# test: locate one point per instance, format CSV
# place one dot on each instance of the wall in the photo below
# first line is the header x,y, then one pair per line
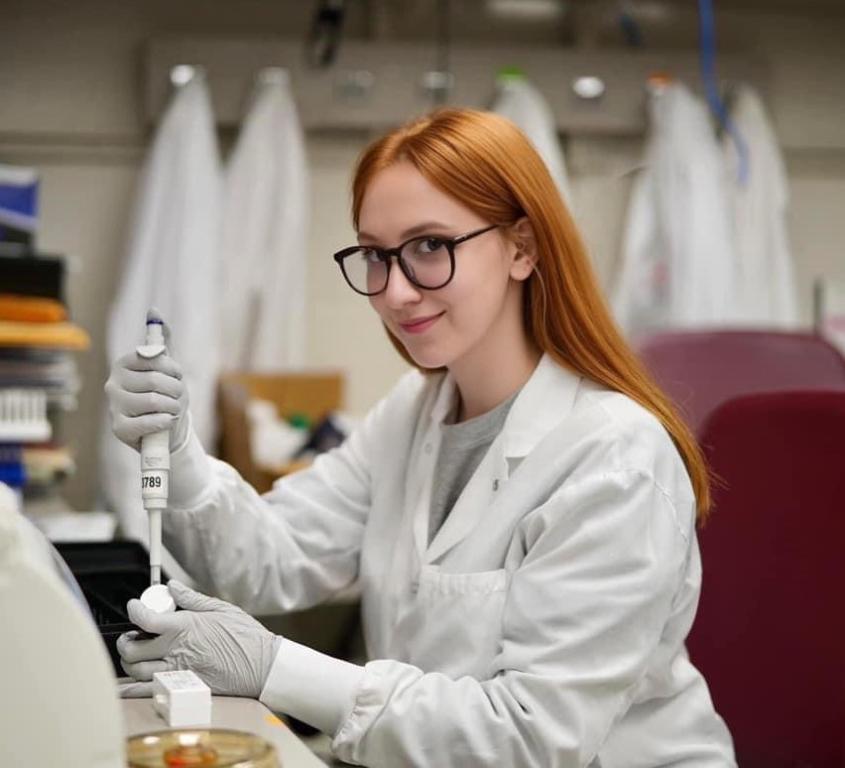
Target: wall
x,y
71,104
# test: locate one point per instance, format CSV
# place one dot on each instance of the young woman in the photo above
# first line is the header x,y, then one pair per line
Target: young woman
x,y
520,509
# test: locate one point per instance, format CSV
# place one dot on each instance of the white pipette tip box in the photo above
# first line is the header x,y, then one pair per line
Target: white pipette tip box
x,y
181,698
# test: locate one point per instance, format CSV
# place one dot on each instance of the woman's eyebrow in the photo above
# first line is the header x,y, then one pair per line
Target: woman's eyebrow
x,y
426,226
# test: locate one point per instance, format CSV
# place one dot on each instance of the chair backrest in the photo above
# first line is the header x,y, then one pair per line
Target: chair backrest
x,y
700,370
769,635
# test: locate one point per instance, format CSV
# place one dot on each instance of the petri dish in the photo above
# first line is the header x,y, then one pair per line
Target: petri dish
x,y
200,748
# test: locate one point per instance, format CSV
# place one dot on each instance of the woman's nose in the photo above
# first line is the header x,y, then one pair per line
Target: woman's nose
x,y
400,290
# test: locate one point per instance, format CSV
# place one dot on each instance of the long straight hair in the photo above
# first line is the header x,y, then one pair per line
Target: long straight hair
x,y
485,162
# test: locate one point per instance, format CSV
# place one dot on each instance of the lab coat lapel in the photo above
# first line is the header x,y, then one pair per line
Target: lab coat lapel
x,y
423,461
544,401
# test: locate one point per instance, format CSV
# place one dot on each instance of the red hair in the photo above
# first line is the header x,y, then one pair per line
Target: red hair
x,y
485,162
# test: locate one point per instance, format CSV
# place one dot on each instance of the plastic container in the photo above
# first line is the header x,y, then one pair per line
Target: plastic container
x,y
195,748
110,573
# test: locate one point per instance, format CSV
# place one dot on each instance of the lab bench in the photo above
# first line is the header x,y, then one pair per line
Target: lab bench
x,y
235,713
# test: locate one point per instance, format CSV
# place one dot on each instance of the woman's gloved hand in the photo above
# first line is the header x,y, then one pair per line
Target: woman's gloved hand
x,y
148,395
229,650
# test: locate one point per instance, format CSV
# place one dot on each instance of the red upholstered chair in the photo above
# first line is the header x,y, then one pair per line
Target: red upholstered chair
x,y
769,635
700,370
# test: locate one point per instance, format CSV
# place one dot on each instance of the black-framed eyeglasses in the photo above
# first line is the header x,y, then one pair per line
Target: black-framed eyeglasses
x,y
428,261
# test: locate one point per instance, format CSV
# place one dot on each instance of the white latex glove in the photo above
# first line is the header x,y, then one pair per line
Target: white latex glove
x,y
148,395
229,650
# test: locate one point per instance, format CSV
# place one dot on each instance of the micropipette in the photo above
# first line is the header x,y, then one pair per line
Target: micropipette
x,y
155,459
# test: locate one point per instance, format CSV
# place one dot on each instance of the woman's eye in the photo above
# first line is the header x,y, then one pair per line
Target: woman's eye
x,y
429,245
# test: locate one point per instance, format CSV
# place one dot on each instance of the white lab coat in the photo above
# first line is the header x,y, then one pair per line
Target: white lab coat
x,y
171,263
678,265
543,626
758,204
519,101
264,241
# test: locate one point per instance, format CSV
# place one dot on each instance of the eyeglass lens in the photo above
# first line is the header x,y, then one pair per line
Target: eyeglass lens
x,y
426,261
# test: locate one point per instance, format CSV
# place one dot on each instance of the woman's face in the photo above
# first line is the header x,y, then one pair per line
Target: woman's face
x,y
470,318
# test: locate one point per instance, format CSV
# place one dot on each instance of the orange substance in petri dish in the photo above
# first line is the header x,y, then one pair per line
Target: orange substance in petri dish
x,y
197,756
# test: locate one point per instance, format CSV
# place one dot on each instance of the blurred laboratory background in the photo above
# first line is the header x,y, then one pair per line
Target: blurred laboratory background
x,y
197,155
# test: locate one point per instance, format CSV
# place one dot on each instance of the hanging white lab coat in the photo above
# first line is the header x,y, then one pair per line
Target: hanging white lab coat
x,y
543,625
519,101
264,242
677,265
758,203
172,264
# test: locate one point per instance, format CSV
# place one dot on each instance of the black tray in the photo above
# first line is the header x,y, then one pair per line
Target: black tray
x,y
110,573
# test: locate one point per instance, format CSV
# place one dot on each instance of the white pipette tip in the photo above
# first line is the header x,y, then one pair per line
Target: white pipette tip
x,y
158,598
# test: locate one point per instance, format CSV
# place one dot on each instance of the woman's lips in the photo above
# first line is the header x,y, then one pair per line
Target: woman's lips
x,y
421,325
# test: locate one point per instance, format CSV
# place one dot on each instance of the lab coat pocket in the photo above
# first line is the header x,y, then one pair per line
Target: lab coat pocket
x,y
460,620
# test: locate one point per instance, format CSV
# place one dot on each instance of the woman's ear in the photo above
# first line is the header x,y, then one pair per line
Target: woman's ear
x,y
525,257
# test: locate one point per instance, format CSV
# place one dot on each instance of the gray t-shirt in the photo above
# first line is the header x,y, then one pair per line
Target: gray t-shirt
x,y
462,448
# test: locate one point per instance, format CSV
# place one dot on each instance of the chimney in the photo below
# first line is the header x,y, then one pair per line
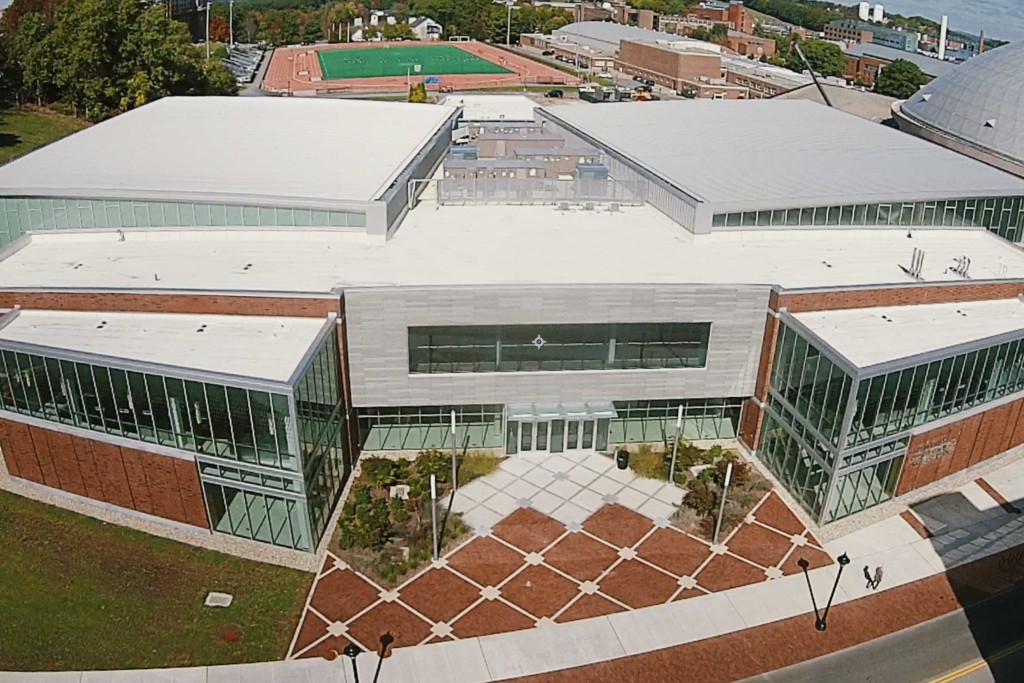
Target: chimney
x,y
942,37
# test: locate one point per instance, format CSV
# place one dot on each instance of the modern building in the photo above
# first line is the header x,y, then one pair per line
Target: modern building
x,y
855,326
853,31
864,61
976,110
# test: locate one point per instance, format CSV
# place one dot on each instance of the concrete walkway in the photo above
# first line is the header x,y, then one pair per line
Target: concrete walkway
x,y
945,531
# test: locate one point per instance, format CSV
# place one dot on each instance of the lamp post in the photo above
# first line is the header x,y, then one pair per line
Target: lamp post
x,y
351,651
821,620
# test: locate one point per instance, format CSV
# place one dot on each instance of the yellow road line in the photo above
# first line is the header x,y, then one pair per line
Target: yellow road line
x,y
978,665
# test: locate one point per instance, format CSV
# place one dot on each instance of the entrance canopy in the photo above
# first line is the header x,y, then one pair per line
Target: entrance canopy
x,y
535,412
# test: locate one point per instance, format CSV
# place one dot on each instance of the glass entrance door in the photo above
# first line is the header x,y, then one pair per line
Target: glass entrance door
x,y
541,436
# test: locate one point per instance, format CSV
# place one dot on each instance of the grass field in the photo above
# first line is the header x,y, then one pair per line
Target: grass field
x,y
76,593
396,60
23,130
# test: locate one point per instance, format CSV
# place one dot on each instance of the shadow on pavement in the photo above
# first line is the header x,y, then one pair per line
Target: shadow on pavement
x,y
961,534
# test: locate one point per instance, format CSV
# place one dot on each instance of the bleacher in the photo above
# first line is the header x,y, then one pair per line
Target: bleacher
x,y
243,60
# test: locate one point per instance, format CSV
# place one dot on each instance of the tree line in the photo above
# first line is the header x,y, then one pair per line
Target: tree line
x,y
94,58
289,22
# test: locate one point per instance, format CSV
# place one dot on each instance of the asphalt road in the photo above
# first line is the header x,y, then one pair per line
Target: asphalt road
x,y
983,645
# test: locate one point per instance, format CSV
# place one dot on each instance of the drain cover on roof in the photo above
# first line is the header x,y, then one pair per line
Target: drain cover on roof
x,y
218,600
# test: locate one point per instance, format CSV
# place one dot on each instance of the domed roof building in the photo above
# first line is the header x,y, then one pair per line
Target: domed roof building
x,y
976,109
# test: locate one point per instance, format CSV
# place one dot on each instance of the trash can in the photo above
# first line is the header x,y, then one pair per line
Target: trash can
x,y
623,459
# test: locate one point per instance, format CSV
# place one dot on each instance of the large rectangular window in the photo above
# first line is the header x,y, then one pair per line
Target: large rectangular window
x,y
558,347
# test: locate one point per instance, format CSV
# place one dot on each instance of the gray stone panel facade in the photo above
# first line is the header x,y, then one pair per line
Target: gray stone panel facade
x,y
378,341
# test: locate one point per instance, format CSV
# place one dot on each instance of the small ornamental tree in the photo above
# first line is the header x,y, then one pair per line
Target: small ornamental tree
x,y
900,79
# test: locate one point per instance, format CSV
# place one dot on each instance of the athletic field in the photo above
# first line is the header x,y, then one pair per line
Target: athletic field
x,y
391,59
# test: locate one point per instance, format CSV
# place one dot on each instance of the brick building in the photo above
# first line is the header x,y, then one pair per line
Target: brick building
x,y
214,349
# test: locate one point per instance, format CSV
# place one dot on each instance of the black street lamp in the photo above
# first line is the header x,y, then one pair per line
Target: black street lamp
x,y
351,651
821,619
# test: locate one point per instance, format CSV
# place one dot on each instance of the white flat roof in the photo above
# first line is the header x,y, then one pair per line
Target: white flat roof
x,y
500,245
869,336
776,153
493,108
261,347
233,148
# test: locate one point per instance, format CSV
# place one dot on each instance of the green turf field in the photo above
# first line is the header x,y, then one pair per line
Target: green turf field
x,y
396,59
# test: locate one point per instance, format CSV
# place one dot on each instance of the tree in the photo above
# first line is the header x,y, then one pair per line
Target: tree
x,y
900,79
219,30
418,93
825,58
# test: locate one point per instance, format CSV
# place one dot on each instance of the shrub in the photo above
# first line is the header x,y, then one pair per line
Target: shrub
x,y
649,463
477,464
700,497
434,462
380,471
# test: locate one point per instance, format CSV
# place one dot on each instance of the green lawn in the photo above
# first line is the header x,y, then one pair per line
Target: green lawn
x,y
77,593
23,130
395,59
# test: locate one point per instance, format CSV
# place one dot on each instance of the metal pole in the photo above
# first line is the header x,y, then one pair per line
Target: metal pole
x,y
207,30
675,445
433,511
508,31
721,510
455,466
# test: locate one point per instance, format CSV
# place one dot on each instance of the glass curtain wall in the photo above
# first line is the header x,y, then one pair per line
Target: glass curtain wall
x,y
557,347
654,421
416,428
1003,215
22,214
267,474
902,399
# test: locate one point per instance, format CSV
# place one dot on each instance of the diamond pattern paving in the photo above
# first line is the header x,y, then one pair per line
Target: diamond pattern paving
x,y
525,567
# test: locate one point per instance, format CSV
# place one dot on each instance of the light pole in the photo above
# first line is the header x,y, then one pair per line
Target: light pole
x,y
508,30
351,651
821,620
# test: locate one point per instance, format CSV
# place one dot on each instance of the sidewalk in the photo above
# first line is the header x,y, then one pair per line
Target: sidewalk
x,y
947,552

────

**Short exercise:** Pick out every line of the records above that contains the string "backrest", treating uppercase and lowercase letters as different.

**In response:**
# place one dot on each instance of the chair backrest in the photo above
Target: chair backrest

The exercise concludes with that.